▶ SHORT TASK A
Print out the records word for word, starting with the line that contains "of the lattice" and going on through the last line of the records.

SELECTED TEXT start

The units in an ANN are connected in layers. First is an input layer, which receives data that the network will process. The data then moves through many other “hidden” layers. As it moves from one unit to another within the hidden layers, the data is weighted. The higher the “weight”, the greater the influence that each unit has on the next unit. The data with the highest weight has the most confidence, or accuracy. In this way, the network “learns” more about the data as it passes through the layers. Finally, the data passes to the units in the output layer. This layer then transmits the processed data to the outside world.

In order for ANNs to learn, they first need to be “trained” with a large amount of data. For example, if researchers want to teach an ANN how to identify an image of a dog, they must first input thousands of images of dogs. During the training, the ANN’s output is compared to the correct answer. If the ANN does not reach the correct answer about a particular image, it is instructed to go back through the layers and alter the weighting. This is known as back propagation, or deep learning, and is what makes an ANN network “intelligent”.

SELECTED TEXT end
SUPPLIED DATA start

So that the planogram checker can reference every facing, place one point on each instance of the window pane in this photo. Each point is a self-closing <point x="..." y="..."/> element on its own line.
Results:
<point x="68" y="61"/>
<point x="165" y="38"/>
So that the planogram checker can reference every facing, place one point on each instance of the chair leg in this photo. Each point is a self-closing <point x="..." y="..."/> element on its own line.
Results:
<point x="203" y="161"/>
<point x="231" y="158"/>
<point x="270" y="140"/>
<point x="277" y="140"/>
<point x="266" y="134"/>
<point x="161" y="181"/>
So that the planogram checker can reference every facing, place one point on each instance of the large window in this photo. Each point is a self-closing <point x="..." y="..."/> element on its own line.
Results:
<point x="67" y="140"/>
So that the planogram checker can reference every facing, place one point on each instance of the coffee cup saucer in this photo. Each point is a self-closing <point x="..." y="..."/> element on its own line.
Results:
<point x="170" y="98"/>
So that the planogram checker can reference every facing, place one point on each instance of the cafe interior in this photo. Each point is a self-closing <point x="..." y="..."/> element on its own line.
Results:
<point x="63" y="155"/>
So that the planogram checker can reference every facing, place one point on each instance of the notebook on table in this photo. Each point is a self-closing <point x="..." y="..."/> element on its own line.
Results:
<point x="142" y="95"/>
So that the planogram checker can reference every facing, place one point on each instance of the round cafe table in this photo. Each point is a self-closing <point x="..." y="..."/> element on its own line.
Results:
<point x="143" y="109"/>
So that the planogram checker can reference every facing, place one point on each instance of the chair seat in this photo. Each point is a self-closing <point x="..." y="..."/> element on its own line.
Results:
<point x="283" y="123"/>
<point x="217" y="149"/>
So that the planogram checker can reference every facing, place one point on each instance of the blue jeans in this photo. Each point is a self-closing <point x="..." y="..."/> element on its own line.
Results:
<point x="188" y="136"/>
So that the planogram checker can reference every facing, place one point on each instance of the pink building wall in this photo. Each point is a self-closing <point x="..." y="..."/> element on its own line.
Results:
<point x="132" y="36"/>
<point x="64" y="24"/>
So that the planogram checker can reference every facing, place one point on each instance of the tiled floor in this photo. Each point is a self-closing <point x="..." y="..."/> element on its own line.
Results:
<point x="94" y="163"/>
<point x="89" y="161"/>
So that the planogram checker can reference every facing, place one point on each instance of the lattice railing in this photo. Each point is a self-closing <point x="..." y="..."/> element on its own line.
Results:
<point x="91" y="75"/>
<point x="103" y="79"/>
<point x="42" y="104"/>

SUPPLIED DATA end

▶ SHORT TASK B
In the passage about artificial neural networks, which layer receives the data that the network will process?

▶ WRITTEN REPLY A
So that the planogram checker can reference every facing, place one point on each instance of the lattice railing in this photo. Each point is a self-closing <point x="..." y="..."/> element on its own line.
Results:
<point x="91" y="75"/>
<point x="103" y="79"/>
<point x="42" y="104"/>

▶ WRITTEN REPLY B
The input layer.